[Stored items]
###

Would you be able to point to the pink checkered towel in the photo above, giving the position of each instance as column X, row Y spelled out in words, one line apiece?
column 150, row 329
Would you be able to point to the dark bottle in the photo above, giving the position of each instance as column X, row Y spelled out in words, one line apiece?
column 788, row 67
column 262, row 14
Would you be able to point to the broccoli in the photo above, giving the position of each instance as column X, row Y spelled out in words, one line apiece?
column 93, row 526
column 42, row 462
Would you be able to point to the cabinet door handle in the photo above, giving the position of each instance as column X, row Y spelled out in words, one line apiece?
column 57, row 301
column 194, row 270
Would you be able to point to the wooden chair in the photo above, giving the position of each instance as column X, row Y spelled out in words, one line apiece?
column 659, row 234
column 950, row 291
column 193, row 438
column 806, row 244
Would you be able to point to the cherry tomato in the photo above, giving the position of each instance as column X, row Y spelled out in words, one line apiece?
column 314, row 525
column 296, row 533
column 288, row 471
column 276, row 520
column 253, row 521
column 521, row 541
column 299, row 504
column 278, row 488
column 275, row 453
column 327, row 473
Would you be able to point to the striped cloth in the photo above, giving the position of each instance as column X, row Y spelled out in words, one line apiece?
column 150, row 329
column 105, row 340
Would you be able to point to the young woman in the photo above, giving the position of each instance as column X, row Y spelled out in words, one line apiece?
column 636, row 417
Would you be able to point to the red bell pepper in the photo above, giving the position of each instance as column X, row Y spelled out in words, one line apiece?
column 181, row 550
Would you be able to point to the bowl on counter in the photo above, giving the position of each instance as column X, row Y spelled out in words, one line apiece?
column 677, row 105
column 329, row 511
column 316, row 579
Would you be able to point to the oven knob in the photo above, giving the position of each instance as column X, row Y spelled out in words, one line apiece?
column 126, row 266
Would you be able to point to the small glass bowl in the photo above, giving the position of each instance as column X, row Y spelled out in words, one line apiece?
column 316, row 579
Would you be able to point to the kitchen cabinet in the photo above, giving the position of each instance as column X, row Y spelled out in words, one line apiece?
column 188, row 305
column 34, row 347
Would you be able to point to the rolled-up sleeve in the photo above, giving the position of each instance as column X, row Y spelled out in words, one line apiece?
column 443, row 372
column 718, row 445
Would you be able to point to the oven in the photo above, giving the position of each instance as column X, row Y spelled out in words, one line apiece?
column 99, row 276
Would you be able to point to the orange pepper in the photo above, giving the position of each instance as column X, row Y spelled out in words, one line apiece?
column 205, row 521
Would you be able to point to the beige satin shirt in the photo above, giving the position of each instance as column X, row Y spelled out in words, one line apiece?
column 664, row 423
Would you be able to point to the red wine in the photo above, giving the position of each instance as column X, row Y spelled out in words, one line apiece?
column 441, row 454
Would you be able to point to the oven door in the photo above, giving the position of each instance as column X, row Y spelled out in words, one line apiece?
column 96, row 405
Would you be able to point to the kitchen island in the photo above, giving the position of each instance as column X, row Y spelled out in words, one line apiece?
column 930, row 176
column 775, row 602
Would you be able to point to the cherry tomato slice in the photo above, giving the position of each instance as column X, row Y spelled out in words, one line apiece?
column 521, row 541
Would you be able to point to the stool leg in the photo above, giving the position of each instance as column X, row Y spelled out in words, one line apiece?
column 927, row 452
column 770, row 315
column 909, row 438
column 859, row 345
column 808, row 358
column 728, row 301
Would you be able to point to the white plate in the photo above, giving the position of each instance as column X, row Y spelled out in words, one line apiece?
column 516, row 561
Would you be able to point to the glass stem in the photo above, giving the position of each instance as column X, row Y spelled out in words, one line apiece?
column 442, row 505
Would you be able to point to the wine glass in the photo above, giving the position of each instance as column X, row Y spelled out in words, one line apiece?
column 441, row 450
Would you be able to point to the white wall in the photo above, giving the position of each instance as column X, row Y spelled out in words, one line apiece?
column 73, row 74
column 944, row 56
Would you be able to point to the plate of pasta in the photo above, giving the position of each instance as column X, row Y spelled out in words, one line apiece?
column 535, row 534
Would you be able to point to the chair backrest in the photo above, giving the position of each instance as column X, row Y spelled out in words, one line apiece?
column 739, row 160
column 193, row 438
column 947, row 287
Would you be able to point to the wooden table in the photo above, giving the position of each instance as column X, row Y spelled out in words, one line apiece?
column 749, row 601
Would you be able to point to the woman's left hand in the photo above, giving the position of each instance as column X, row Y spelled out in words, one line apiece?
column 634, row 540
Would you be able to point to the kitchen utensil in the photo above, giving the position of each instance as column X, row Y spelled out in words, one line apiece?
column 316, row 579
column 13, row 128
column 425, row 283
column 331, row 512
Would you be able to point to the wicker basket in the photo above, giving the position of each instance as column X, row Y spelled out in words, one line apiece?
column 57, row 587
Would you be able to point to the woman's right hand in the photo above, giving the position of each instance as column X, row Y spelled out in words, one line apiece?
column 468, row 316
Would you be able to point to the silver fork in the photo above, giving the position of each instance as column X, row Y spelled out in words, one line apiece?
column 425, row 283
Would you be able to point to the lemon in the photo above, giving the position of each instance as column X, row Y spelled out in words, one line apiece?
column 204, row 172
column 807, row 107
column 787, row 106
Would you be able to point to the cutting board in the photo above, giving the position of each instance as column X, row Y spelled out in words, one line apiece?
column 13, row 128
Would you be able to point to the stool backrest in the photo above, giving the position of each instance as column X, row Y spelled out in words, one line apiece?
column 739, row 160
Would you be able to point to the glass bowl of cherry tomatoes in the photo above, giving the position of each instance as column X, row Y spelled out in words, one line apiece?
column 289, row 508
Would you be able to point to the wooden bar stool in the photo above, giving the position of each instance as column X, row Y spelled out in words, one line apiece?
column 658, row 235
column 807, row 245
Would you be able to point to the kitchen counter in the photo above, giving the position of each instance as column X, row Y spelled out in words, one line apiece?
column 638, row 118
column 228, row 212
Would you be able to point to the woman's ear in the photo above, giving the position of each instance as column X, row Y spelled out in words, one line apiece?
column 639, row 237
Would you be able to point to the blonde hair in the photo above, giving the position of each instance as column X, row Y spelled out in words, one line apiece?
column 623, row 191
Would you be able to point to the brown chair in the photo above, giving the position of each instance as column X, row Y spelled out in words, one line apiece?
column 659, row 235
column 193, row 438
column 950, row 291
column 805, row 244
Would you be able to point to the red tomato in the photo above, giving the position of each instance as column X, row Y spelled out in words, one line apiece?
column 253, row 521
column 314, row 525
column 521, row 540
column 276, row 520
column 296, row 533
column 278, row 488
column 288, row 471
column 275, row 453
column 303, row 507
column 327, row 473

###

→ **Task description**:
Nothing in the data may be left out. Copy all of it exactly.

→ **Your solution**:
Would you be able to point to the pink checkered towel in the photo above, giving the position of each instance as column X, row Y spelled out in words, one line apiece?
column 150, row 329
Would you be able to point to the dark bottle in the photo above, giving the position of each instance as column X, row Y spelled out in words, one line apiece?
column 788, row 67
column 262, row 14
Would you be able to point to the broccoli in the photo above, giving the position of each instance as column X, row Y spelled out in words, one line apiece?
column 93, row 526
column 42, row 462
Would you be able to point to the cabinet door handle in the photo above, giving the position of each instance as column X, row Y spelled out in words, one line apiece?
column 57, row 301
column 194, row 270
Would you be able to point to the wooden chair in the photo above, giving the position of each instance as column X, row Y spelled out in words, one line apiece?
column 659, row 234
column 950, row 291
column 193, row 438
column 806, row 244
Would you be able to point to the cherry tomato in the photo above, giving the position of each instance as column X, row Y spelled out in words, one line apiece?
column 314, row 525
column 296, row 533
column 288, row 471
column 276, row 520
column 253, row 521
column 521, row 541
column 299, row 504
column 278, row 488
column 275, row 453
column 327, row 473
Would you be able to point to the striped cloth in the photo above, giving the position of each instance as column X, row Y spelled out in words, one line apiece?
column 150, row 329
column 105, row 340
Would you be able to point to the young woman in the photo above, giving the position of each instance as column X, row Y spelled out in words, one line apiece?
column 636, row 417
Would you be able to point to the red bell pepper in the photo above, giving the position of each instance as column X, row Y spelled out in words, one line apiece?
column 181, row 550
Would you be able to point to the bowl on counter in the photo above, giving the position of each instance as column X, row Y spelled out in words, one line apiece?
column 677, row 105
column 329, row 511
column 316, row 579
Would you be able to point to the oven knob in the photo above, giving the position of each instance as column X, row Y spelled out in words, one line apiece?
column 126, row 266
Would you be able to point to the small glass bowl in the photo above, giving the position of each instance as column X, row Y spelled out in words, one line apiece?
column 316, row 579
Would you be able to point to the kitchen cabinet in the photo above, giving the position of each instance as column X, row Y spelled out in words, one line apiece?
column 188, row 305
column 34, row 347
Would you be able to point to the rolled-up sleeve in the photo above, giving the position of each instance as column X, row Y spelled out in words, one line apiece?
column 443, row 372
column 718, row 445
Would you be able to point to the oven in the photo above, giving the position of each instance as column X, row Y spelled out in words, one line apiece?
column 99, row 276
Would you be able to point to the orange pepper in the photo above, giving the position of each instance as column X, row Y spelled out in words, one line apiece?
column 205, row 521
Would you be able to point to the beige satin shirt in the photo above, giving the position of each instance as column X, row Y spelled out in words, one line apiece?
column 664, row 423
Would you be able to point to the red wine in the photo above, giving the position of each instance as column X, row Y spelled out in words, one line apiece?
column 441, row 454
Would you be able to point to the oven door in the photo above, giving the position of each instance as column X, row Y spelled out in words, one line apiece?
column 96, row 405
Would you be able to point to the kitchen island in the photo above, giving the position of each instance as column X, row Y spelled out in words, one line apiece?
column 930, row 176
column 775, row 602
Would you be able to point to the cherry tomato slice in the photo above, giving the position of each instance as column X, row Y spelled out in words, one line apiece?
column 521, row 541
Would you be able to point to the stool leg in the photo above, giving the position of each instance as column X, row Y spelled out in words, one line apiece?
column 927, row 452
column 770, row 315
column 909, row 438
column 859, row 345
column 808, row 358
column 728, row 301
Would you be able to point to the white plate in the photo above, giving the position of each instance as column X, row Y spelled out in words, one line apiece?
column 516, row 561
Would you be able to point to the glass stem in the photo above, giving the position of each instance as column X, row Y spelled out in words, one line apiece?
column 442, row 505
Would you be able to point to the wine glass in the photo above, giving the position of each instance as column X, row Y spelled out in words, one line apiece?
column 441, row 450
Would you be able to point to the white wall in the photo above, giving the position of each instance as column X, row Y spelled out in words, one line apiece?
column 73, row 74
column 944, row 56
Would you be able to point to the plate of pasta in the photo above, giving the position of each instance as column X, row Y spelled out in words, one line apiece?
column 535, row 534
Would you be able to point to the chair backrest in the photo above, giving the position of each instance as column X, row Y spelled out in words, one line apiece?
column 739, row 160
column 193, row 438
column 947, row 287
Would you be able to point to the wooden table in the photo above, giving the position of each instance as column X, row Y spelled out in words, one line apiece?
column 749, row 601
Would you be able to point to the woman's left hand in the photo above, giving the position of each instance as column X, row Y spelled out in words, one line apiece?
column 634, row 540
Would you be able to point to the kitchen utensil in the photo above, giving the position of each instance as column X, row Y spelled out in words, one line apiece?
column 316, row 579
column 13, row 128
column 425, row 283
column 331, row 512
Would you be able to point to the wicker basket in the photo above, giving the position of each instance as column X, row Y spelled out in words, one line apiece?
column 57, row 587
Would you be able to point to the woman's right hand in the photo above, giving the position of each instance as column X, row Y spelled out in words, one line apiece?
column 468, row 316
Would you be able to point to the silver fork in the photo above, giving the position of each instance as column X, row Y spelled out in words, one line apiece?
column 425, row 283
Would you be able to point to the lemon in the photo above, giving the position of each instance as column X, row Y spelled out in words, one line apiece?
column 204, row 172
column 807, row 107
column 787, row 106
Would you be able to point to the cutting board in the photo above, giving the position of each instance as column X, row Y spelled out in words, one line apiece?
column 13, row 128
Would you be able to point to the stool backrest in the photo above, giving the position of each instance as column X, row Y spelled out in words, one line apiece?
column 739, row 160
Would you be able to point to the glass bowl of cherry tomatoes in the photo above, giving the position of each instance as column X, row Y spelled out in words, one line apiece?
column 289, row 508
Would you be able to point to the wooden bar stool in the photo above, giving the position of each instance as column X, row Y spelled out in words, one line apiece?
column 658, row 235
column 807, row 245
Would you be able to point to the kitchen counter in the photo above, giving the position of each instance as column X, row Y spelled out in words, one line apiece?
column 638, row 118
column 228, row 212
Would you be able to point to the woman's ear in the photo above, giving the position of each instance as column X, row Y spelled out in words, one line apiece?
column 639, row 237
Would you be able to point to the blonde hair in the photo above, giving the position of each instance as column X, row Y spelled out in words, one line apiece?
column 623, row 191
Would you be able to point to the brown chair in the photo above, giving the position of each instance as column X, row Y spelled out in words, one line apiece?
column 659, row 235
column 193, row 438
column 950, row 291
column 805, row 244
Would you be able to point to the red tomato in the photo above, giving the position of each instance as column X, row Y spelled out in words, one line apiece?
column 253, row 521
column 314, row 525
column 521, row 540
column 276, row 520
column 296, row 533
column 278, row 488
column 288, row 471
column 275, row 453
column 303, row 507
column 327, row 473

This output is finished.